And not just with straight tofu. Cooks inspired by today’s range of tofu and soy-based products: deli “meats,” tofu sausage, soy yogurt, tempeh, salad dressings, marinated ready-to-eat salads, spreads and dips with tofu, Italian and Mexican seasoning packets designed for tofu. There’s even hickory-smoked tofu.

Greenberg makes a paella with chorizo-style tofu sausage. Jacobi uses bacon-flavored tempeh in red flannel hash and includes hickory-flavored tempeh in her wild rice salad with pecans. In her cheesecake, she combines soft tofu with tofu cream cheese.

Marie Oser is another fan of soft tofu. When she was creating recipes for a book on low-fat desserts, the Los Angeles-based food writer used it as a replacement for sour cream. Her research into soy spawned a second cookbook, the just-released “Soy of Cooking” (Chronimed Publishing; $15.95). Her recipes are a far cry from ‘70s tofu cuisine. She makes mushroom pa^te, frozen fudge cheesecake, Alfredo sauce for pasta and a filling for pumpkin ravioli.

All three authors believe the time is right for the mainstreaming of tofu. In the ‘70s, Jacobi believes, most cooks and diners weren’t ready for tofu.

“We needed the Asian cuisine explosion in the ‘80s to prepare for tofu,” Jacobi says. “In order to learn how to cook Chinese, Japanese or Thai food, cooks had to learn how to handle herbs, chiles and spices, and how to handle ingredients in order to change textures and flavors. That’s basically how you work with tofu.”

# # #

> [Task instructions]
a: Transcribe the passage of the tofu article between "Marie Oser is" and "ready for tofu.", inclusive.
b: According to the tofu article, what did Marie Oser use soft tofu to replace when creating recipes for low-fat desserts?

> [Stored dataset items]
# # #

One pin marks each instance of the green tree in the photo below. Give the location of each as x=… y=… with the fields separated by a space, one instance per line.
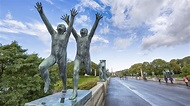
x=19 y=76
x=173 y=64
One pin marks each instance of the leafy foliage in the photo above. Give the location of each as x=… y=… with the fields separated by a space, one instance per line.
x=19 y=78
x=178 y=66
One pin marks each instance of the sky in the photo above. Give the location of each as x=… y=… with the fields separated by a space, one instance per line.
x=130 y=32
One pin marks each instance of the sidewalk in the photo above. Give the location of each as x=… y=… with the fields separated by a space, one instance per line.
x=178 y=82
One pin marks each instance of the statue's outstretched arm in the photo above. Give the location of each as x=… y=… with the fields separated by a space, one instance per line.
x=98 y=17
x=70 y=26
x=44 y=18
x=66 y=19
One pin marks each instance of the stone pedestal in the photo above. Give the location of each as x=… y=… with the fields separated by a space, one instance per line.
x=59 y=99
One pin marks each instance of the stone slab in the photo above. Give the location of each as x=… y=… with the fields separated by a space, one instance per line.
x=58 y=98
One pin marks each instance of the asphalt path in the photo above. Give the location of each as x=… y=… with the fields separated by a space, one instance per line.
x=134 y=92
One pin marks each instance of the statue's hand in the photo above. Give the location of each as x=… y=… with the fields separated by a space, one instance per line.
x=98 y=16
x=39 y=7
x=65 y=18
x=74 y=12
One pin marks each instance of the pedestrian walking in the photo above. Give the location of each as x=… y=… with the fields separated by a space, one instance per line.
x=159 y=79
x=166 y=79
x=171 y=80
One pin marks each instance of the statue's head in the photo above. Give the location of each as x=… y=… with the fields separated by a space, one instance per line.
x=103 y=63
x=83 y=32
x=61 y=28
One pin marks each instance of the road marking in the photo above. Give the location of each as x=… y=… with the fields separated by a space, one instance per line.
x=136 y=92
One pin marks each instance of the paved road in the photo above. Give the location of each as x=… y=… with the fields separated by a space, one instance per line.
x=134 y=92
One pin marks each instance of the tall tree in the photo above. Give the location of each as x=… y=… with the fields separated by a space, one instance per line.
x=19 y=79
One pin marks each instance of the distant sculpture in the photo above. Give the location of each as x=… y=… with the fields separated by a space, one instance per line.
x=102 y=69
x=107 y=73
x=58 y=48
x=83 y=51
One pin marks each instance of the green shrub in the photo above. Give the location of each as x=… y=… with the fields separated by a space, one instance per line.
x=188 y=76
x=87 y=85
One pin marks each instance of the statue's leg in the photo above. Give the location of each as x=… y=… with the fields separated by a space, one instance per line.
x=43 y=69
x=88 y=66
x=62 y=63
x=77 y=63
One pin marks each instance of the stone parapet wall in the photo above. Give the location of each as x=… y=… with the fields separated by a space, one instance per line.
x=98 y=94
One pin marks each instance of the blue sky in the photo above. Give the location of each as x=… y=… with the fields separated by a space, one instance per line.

# # #

> [Solutions to the exercise]
a:
Marie Oser is another fan of soft tofu. When she was creating recipes for a book on low-fat desserts, the Los Angeles-based food writer used it as a replacement for sour cream. Her research into soy spawned a second cookbook, the just-released “Soy of Cooking” (Chronimed Publishing; $15.95). Her recipes are a far cry from ‘70s tofu cuisine. She makes mushroom pa^te, frozen fudge cheesecake, Alfredo sauce for pasta and a filling for pumpkin ravioli.

All three authors believe the time is right for the mainstreaming of tofu. In the ‘70s, Jacobi believes, most cooks and diners weren’t ready for tofu.

b: Sour cream.